**Trecho do documento**
-*-*-

Lição 1: I Tessalonicenses IV, 1-12

Exorta-os à limpeza do corpo, para que não vivam como os gentios, e que busquem o sustento com o trabalho de suas mãos, para que não cobicem o alheio.

Texto da Epístola:

  1. No mais, irmãos, rogamos-vos e conjuramos pelo Senhor Jesus, que, segundo aprendestes de nós o modo como deveis portardes e agradar a Deus, assim procedais, para progredirdes mais e mais.
  2. Porque já sabeis que preceitos vos dei em nome do Senhor Jesus.
  3. Esta é a vontade de Deus, a saber, vossa santificação: que vos abstenhais da fornicação,
  4. que saiba cada um de vós usar do próprio corpo santa e honestamente;
  5. não com paixão libidinosa, como fazem os gentios, que não conhecem a Deus,
  6. e que ninguém oprima a seu irmão, nem lhe engane em nenhum assunto, posto que Deus é vingador de todas estas coisas, como já antes vos temos dito e protestado,
  7. porque não nos há chamado Deus à imundície, mas à santidade.
  8. De modo que quem menospreza estes preceitos não despreza um homem, mas a Deus, o qual assim mesmo nos deu seu Santo Espírito.
  9. No que concerne à caridade fraterna, não há necessidade de escrever-vos, pois vós mesmos aprendestes de Deus o amar-vos uns aos outros
  10. e assim o fazeis com quantos irmãos há em toda Macedônia. Mas vos rogamos, irmãos, que progredis mais e mais neste amor,
  11. e procureis viver quietos, e atentais ao que tendes de fazer, e trabalheis com vossas mãos, conforme vos temos ordenado;
  12. e que vos porteis modestamente com aqueles que estão fora da Igreja, e que não cobiceis coisa alguma de ninguém.

-*-*-

**Material fornecido**

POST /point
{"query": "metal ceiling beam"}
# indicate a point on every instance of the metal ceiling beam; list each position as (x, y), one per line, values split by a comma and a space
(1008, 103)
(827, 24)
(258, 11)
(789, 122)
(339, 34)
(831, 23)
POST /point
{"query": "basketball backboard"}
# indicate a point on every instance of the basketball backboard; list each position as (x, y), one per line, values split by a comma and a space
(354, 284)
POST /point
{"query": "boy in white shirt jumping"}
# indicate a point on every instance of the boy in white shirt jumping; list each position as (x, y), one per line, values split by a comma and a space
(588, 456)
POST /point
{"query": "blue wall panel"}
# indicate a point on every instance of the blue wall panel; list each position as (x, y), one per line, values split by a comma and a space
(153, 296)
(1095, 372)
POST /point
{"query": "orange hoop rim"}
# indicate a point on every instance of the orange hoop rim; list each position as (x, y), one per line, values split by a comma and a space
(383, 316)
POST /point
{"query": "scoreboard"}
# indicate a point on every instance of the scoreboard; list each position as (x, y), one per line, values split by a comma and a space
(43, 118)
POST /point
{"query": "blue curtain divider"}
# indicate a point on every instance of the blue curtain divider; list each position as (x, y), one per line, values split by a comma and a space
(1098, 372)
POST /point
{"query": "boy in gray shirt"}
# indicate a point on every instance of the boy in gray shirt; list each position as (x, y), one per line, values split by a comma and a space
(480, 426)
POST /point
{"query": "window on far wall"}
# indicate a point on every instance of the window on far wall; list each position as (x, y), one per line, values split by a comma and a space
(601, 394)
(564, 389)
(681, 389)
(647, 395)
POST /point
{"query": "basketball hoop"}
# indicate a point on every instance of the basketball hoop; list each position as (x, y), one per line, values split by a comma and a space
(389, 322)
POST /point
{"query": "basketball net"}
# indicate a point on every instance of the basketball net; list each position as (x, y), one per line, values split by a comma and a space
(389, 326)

-*-*-

**Descrição do exercício**
Segundo o trecho da epístola, em que região estão os irmãos com quem os destinatários já praticam a caridade fraterna?

**Resposta**
Em toda a Macedônia.